■ THE RECORDS:
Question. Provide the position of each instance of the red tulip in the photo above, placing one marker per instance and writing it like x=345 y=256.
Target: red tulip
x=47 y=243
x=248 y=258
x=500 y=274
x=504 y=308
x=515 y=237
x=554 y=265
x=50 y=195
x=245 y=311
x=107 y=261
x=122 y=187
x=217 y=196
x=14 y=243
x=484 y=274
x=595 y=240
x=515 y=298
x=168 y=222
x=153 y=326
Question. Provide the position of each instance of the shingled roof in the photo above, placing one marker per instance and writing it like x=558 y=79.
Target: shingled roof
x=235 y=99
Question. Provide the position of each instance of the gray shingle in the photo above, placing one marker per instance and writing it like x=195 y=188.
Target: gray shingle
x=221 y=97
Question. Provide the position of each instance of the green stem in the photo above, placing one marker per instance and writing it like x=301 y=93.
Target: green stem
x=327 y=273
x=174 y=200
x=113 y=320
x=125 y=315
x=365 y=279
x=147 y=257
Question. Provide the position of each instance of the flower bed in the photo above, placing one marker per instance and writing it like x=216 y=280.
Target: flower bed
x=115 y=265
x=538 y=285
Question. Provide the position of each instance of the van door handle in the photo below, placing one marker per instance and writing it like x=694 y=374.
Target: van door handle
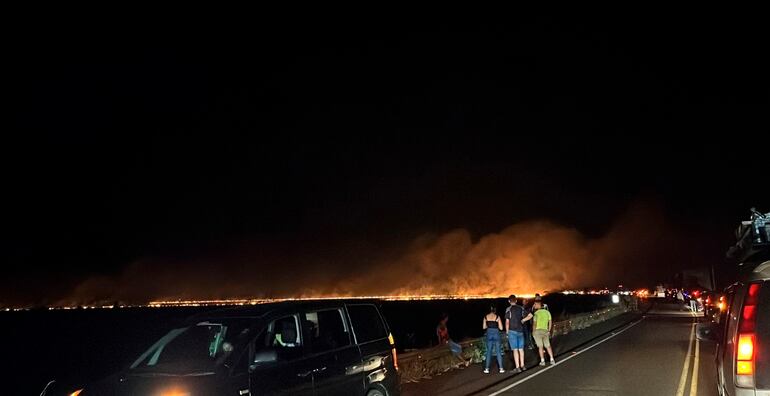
x=305 y=374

■ WHAT THE TASK ASKS:
Can you reproduce all of the material above with "marker" changed to "pin" wherever it appears, everything else left as is and the pictures omitted?

■ SOLUTION BELOW:
Question. Provide the position of each instance of the red tulip in the photo above, placing one pin per instance and writing it like x=345 y=256.
Target: red tulip
x=47 y=243
x=248 y=258
x=500 y=274
x=504 y=308
x=515 y=237
x=554 y=265
x=50 y=195
x=245 y=311
x=107 y=261
x=122 y=187
x=217 y=196
x=14 y=243
x=484 y=274
x=595 y=240
x=515 y=298
x=168 y=222
x=153 y=326
Question. Provide the position of each instance of the shingled roof in the photo above, placing one pin per instance and writing it like x=558 y=79.
Target: shingled roof
x=235 y=99
Question. Provide the position of each instance of the gray shingle in the photo above, placing one pin per instance and writing it like x=195 y=188.
Target: gray shingle
x=221 y=97
Question. Provide the position of each instance of the green stem in the photo above, placing one pin per instance and writing it like x=301 y=93.
Target: green stem
x=327 y=273
x=174 y=200
x=113 y=320
x=125 y=315
x=365 y=279
x=147 y=257
Question. Provide the position of each instance of the flower bed in the photo above, placing one pin per instance and writing it like x=216 y=280.
Target: flower bed
x=115 y=265
x=538 y=285
Question. Provide the position of each instance of the van door handle in the photo below, placing one pin per instance and writing it like x=694 y=374.
Target: van door handle
x=305 y=374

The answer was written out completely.